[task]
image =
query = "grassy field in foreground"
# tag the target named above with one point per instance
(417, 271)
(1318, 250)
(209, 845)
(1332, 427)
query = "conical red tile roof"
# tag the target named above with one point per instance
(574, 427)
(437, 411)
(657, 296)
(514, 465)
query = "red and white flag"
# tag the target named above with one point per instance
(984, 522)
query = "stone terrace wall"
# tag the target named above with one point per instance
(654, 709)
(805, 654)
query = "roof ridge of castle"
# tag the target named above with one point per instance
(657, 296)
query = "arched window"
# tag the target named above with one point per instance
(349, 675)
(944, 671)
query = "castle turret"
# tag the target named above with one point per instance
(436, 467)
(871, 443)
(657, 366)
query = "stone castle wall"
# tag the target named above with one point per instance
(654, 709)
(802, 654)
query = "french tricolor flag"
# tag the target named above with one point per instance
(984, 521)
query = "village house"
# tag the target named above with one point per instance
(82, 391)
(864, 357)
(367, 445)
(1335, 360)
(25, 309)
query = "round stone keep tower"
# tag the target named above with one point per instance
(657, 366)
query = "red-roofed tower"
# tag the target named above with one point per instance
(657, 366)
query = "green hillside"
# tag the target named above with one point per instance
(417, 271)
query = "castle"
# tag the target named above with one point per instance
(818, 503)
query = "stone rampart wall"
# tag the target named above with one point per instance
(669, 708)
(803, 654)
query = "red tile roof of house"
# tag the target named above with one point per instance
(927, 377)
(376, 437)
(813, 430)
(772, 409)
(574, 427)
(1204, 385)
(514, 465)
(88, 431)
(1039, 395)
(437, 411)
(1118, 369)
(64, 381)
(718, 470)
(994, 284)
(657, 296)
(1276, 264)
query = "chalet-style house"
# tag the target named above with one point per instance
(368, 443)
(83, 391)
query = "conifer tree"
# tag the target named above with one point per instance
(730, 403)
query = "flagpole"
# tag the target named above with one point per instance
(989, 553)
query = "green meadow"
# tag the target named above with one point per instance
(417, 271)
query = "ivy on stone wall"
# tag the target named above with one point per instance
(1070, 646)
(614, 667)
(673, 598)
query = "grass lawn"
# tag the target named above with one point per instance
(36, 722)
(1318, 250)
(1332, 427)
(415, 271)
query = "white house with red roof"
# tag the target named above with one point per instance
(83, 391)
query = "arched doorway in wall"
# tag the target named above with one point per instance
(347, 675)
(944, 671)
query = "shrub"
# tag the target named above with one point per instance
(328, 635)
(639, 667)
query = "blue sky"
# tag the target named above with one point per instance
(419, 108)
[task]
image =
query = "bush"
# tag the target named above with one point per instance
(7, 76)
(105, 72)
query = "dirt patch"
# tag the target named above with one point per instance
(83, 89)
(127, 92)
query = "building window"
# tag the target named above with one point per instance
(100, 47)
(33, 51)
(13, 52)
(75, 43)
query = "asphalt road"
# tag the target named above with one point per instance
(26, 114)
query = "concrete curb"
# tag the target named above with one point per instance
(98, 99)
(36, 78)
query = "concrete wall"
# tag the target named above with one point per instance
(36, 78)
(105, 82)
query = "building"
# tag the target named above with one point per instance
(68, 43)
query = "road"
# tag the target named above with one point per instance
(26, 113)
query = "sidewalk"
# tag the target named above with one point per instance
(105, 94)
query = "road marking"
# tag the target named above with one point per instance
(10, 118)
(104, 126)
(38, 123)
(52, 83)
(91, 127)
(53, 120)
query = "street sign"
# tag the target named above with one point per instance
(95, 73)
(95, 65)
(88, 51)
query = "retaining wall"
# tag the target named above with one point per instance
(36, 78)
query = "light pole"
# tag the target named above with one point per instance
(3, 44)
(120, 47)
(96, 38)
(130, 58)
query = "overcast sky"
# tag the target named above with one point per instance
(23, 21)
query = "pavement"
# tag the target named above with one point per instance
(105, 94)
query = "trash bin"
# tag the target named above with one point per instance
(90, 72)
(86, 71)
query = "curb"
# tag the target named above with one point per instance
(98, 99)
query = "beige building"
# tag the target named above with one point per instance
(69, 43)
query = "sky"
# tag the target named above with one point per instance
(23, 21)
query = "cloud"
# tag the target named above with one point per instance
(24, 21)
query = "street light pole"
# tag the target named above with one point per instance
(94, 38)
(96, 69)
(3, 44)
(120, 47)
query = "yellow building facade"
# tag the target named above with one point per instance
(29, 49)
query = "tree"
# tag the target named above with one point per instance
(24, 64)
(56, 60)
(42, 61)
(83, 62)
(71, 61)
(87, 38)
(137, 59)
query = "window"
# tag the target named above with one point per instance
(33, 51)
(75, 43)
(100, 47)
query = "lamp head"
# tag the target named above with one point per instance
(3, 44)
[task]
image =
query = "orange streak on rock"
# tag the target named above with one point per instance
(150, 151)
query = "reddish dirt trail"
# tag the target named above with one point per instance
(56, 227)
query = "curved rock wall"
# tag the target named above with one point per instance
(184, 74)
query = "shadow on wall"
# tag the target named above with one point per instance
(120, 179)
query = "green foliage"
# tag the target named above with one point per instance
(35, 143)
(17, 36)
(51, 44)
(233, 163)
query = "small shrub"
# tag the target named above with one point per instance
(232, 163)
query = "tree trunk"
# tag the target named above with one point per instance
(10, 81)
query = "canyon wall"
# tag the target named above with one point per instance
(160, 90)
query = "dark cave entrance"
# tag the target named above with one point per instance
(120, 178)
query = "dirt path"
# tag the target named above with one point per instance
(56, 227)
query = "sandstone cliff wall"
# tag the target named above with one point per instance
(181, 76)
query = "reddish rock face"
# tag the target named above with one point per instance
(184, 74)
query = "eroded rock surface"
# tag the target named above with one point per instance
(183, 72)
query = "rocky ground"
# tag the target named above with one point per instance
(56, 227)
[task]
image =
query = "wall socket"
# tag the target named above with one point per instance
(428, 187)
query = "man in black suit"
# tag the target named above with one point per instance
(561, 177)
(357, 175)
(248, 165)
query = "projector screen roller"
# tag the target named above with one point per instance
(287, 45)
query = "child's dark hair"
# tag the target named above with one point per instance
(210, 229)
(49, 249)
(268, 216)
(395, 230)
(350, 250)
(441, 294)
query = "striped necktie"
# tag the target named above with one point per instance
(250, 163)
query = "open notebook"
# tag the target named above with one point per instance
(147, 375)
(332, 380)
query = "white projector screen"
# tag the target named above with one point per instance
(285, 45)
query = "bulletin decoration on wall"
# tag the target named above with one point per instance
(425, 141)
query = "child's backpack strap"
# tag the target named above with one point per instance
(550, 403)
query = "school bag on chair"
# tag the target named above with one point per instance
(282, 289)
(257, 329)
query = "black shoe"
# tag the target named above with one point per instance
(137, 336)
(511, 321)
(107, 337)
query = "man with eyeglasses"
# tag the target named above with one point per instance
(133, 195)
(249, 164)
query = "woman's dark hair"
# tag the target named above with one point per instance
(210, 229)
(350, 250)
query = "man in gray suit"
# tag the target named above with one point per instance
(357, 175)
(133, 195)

---------------

Transcribe each of the records above exactly.

• Answer box
[task]
image =
query = "grassy field in foreground"
# tag the target named above with one point per instance
(417, 271)
(1318, 250)
(209, 845)
(1332, 427)
query = "conical red tile roof"
# tag the target named above with one point per instance
(574, 427)
(437, 411)
(657, 296)
(514, 465)
query = "red and white flag"
# tag the target named above with one point per instance
(984, 522)
query = "stone terrace wall"
# tag the target named above with one point per instance
(654, 709)
(805, 654)
query = "roof ridge of castle"
# tag the target named above with one point per instance
(657, 296)
query = "arched window"
# tag the target named above with one point per instance
(349, 675)
(944, 671)
query = "castle turret"
# tag the target named above with one point per instance
(436, 467)
(871, 443)
(657, 366)
query = "stone castle wall"
# tag the target named above with one point per instance
(654, 709)
(802, 654)
query = "french tricolor flag"
# tag the target named above with one point per instance
(984, 521)
query = "village house"
# tag the target named above with one point per instance
(82, 391)
(864, 357)
(367, 445)
(1335, 360)
(25, 309)
query = "round stone keep tower"
# tag the target named above with one point per instance
(657, 366)
query = "red-roofed tower"
# tag the target named above with one point per instance
(657, 366)
query = "green hillside"
# tag the target named above with one point per instance
(417, 271)
query = "castle"
# tag the target named above with one point per instance
(818, 503)
query = "stone rampart wall"
# tag the target named above with one point per instance
(669, 708)
(803, 654)
query = "red tile roof of house"
# tag the target named above with one point per instance
(927, 377)
(376, 437)
(813, 430)
(772, 409)
(574, 427)
(1204, 385)
(514, 465)
(88, 431)
(1039, 395)
(437, 411)
(1118, 369)
(64, 381)
(718, 470)
(994, 284)
(657, 296)
(1276, 264)
query = "chalet-style house"
# tag the target named above with one point per instance
(368, 443)
(83, 391)
query = "conifer tree"
# tag the target named above with one point per instance
(730, 403)
query = "flagpole"
# tag the target named above with one point per instance
(989, 553)
query = "green meadow"
# tag the target named above with one point per instance
(417, 271)
query = "ivy on stone wall"
# tag the target named above with one point per instance
(1070, 646)
(614, 667)
(673, 598)
query = "grass lawn"
# tag the target named above with one point per instance
(36, 722)
(1318, 250)
(1332, 427)
(415, 271)
query = "white house with red roof"
# tag the target named above with one point per instance
(83, 391)
query = "arched doorway in wall"
# tag the target named above with one point per instance
(347, 675)
(944, 671)
query = "shrub"
# tag the target named above with one point per instance
(328, 635)
(639, 667)
query = "blue sky"
# tag the target named above with one point per instance
(419, 108)
[task]
image =
query = "bush"
# tag the target named above with one point per instance
(7, 76)
(105, 72)
query = "dirt patch"
# tag the target named above with one point per instance
(83, 89)
(127, 92)
query = "building window"
# tag the target named above with one point per instance
(100, 47)
(33, 51)
(13, 52)
(75, 43)
query = "asphalt road"
# tag the target named above with one point per instance
(26, 114)
query = "concrete curb"
# tag the target named above with one point per instance
(98, 99)
(36, 78)
query = "concrete wall"
# tag the target named above with one point per instance
(36, 78)
(105, 82)
query = "building"
# tag the target named above with one point per instance
(68, 43)
query = "road"
# tag the target named above with one point per instance
(26, 113)
query = "sidewalk"
# tag the target named above with one point per instance
(105, 94)
query = "road marking"
# tag the target named above with one point per instance
(10, 118)
(104, 126)
(38, 123)
(52, 83)
(91, 127)
(53, 120)
query = "street sign"
# tag the target named above with one point per instance
(95, 73)
(95, 65)
(88, 51)
query = "retaining wall"
# tag the target named above with one point per instance
(36, 78)
query = "light pole"
# tag the target named above with one point per instance
(3, 44)
(120, 47)
(96, 38)
(130, 58)
query = "overcast sky"
# tag the target named above with one point per instance
(23, 21)
query = "pavement"
# tag the target named above with one point per instance
(105, 94)
query = "trash bin"
# tag the target named above with one point per instance
(90, 72)
(86, 71)
query = "curb"
# tag the target named above with one point per instance
(98, 99)
query = "beige building"
# tag the target named above with one point per instance
(69, 43)
query = "sky"
# tag the target named above with one point per instance
(23, 21)
query = "cloud"
# tag the target named above with one point per instance
(24, 21)
query = "street light pole"
# tag the target named above with one point per instance
(94, 38)
(96, 69)
(3, 44)
(120, 47)
query = "yellow building facade"
# tag the target named above with one point per instance
(29, 49)
query = "tree"
# tag the target named above with one point per instance
(24, 64)
(56, 60)
(42, 61)
(83, 62)
(71, 61)
(87, 38)
(137, 59)
query = "window"
# tag the target named above with one point per instance
(33, 51)
(75, 43)
(100, 47)
query = "lamp head"
# tag the target named above with one point per instance
(3, 44)
[task]
image =
query = "orange streak on rock"
# tag the target named above with one point per instance
(150, 151)
query = "reddish dirt trail"
# tag the target named above with one point per instance
(56, 227)
query = "curved rock wall"
# tag the target named above with one point per instance
(184, 74)
query = "shadow on wall"
# tag the target named above with one point per instance
(120, 179)
query = "green foliage"
# tag the target named above with one point per instance
(35, 143)
(17, 36)
(51, 44)
(233, 163)
query = "small shrub"
# tag the target named above with one point per instance
(232, 163)
query = "tree trunk"
# tag the target named above with one point per instance
(10, 81)
query = "canyon wall"
# tag the target named above with one point per instance
(160, 90)
query = "dark cave entrance"
# tag the target named above with one point per instance
(120, 178)
query = "dirt path"
# tag the target named above with one point per instance
(56, 227)
query = "sandstone cliff wall"
# tag the target named above with one point per instance
(181, 76)
query = "reddish rock face"
# tag the target named above with one point per instance
(184, 74)
query = "eroded rock surface"
# tag the target named above with one point per instance
(183, 72)
query = "rocky ground"
# tag the target named above with one point per instance
(56, 227)
[task]
image =
query = "wall socket"
# tag the target named above with one point per instance
(428, 187)
query = "man in black suit"
# tag the target named above with one point per instance
(561, 177)
(357, 175)
(248, 165)
query = "projector screen roller"
# tag the target named above with one point per instance
(287, 45)
query = "child's dark hair"
# tag the target named above with one point per instance
(210, 229)
(49, 249)
(268, 216)
(395, 230)
(350, 250)
(441, 294)
query = "striped necktie"
# tag the target named above with one point per instance
(250, 163)
query = "open notebook"
# tag the target named above with one point per instance
(147, 375)
(332, 380)
query = "white projector screen"
# tag the target named above with one point per instance
(285, 45)
query = "bulletin decoration on wall"
# tag the target named above with one point per instance
(425, 141)
query = "child's backpack strap"
# tag the target named above with one point per instance
(550, 403)
query = "school bag on chair"
# tag the target named above with one point per instance
(282, 289)
(257, 329)
query = "black shoe"
# tag the target named above with one point per instance
(137, 336)
(511, 321)
(107, 337)
query = "man with eyeglasses"
# tag the target named above with one point per instance
(133, 195)
(249, 164)
query = "woman's dark hair"
# tag the target named above with one point per instance
(210, 229)
(350, 250)
query = "man in gray suit"
# tag the target named above with one point per instance
(357, 175)
(133, 195)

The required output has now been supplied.